__Task requirements__: Which lines of the records contain "under"? Collect every one of them.

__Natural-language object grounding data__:
--- --- ---
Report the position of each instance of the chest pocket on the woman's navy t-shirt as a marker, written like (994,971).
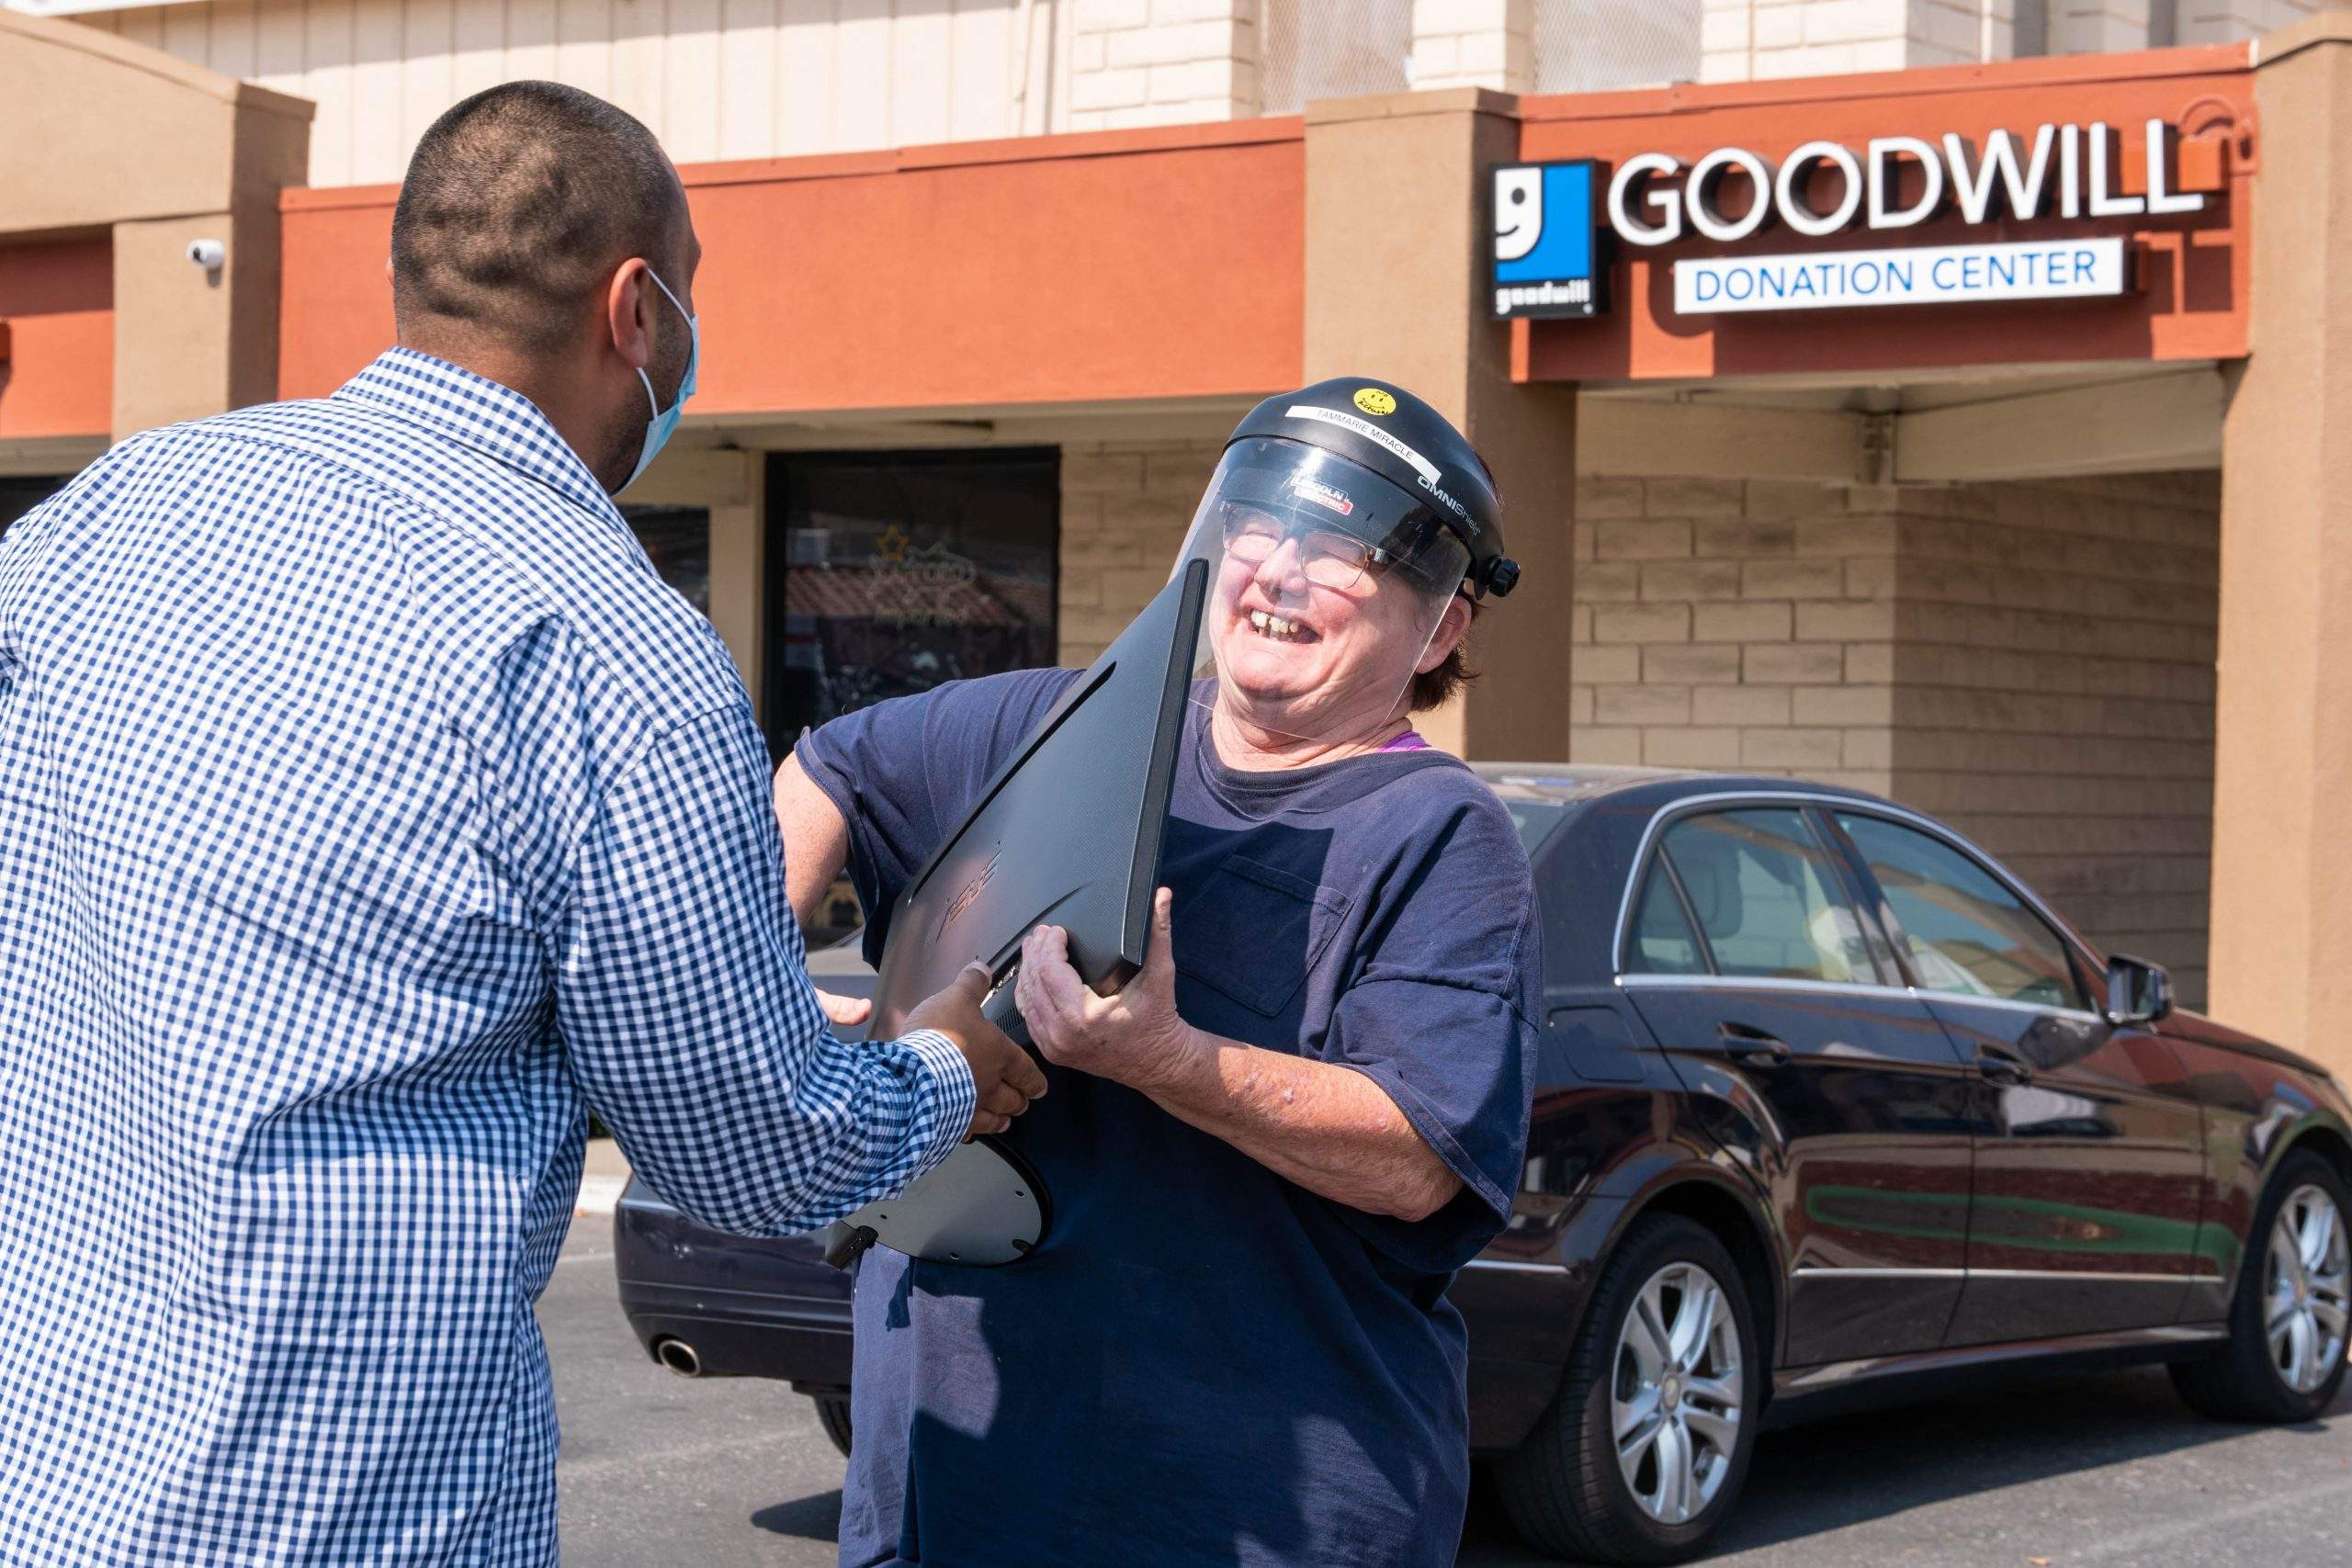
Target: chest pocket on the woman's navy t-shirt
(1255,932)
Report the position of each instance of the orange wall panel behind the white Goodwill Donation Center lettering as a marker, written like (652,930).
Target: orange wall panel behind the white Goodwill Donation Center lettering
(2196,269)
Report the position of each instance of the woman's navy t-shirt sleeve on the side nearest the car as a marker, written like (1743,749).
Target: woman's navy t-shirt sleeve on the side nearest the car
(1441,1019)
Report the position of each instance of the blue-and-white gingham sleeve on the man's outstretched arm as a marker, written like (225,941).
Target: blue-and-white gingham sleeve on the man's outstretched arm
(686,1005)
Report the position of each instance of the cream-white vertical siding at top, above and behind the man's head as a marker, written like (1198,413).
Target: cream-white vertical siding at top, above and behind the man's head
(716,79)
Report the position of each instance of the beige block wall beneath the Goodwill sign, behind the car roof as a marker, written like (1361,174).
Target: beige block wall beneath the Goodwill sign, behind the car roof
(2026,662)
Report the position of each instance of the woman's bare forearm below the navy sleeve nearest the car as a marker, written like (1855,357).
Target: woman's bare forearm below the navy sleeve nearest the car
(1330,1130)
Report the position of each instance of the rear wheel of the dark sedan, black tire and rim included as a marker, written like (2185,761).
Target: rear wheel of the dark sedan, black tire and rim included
--- --- ---
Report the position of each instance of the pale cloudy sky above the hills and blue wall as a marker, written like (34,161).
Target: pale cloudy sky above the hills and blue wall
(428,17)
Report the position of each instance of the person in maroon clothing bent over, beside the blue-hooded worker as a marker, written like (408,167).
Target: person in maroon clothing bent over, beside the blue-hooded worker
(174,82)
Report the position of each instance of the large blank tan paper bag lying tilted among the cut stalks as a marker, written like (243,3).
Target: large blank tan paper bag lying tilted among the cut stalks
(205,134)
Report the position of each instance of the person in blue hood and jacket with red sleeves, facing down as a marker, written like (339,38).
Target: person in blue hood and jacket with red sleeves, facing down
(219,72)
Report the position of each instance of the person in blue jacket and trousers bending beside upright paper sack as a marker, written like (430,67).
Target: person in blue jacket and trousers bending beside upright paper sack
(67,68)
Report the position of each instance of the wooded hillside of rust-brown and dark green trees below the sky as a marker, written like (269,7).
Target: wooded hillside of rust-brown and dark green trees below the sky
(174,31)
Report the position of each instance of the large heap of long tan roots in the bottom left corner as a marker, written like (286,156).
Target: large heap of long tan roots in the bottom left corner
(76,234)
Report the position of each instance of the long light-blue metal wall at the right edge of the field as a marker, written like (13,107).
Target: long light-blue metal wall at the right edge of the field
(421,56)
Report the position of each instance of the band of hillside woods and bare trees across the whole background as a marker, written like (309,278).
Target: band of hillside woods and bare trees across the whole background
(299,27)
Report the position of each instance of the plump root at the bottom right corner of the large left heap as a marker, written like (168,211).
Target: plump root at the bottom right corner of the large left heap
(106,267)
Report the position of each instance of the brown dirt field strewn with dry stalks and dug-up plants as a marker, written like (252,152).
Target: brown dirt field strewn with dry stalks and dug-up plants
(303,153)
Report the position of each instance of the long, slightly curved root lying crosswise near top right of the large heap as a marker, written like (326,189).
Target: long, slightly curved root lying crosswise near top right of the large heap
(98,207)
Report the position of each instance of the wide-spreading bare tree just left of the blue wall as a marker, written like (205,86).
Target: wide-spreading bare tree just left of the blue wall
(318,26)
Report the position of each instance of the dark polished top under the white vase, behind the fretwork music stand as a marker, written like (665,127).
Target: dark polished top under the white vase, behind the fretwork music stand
--- --- ---
__Solution below__:
Report the position of each instance of the dark polished top under the white vase, behind the fretwork music stand as a marker, written like (665,127).
Target: dark polished top under the white vase, behind the fretwork music stand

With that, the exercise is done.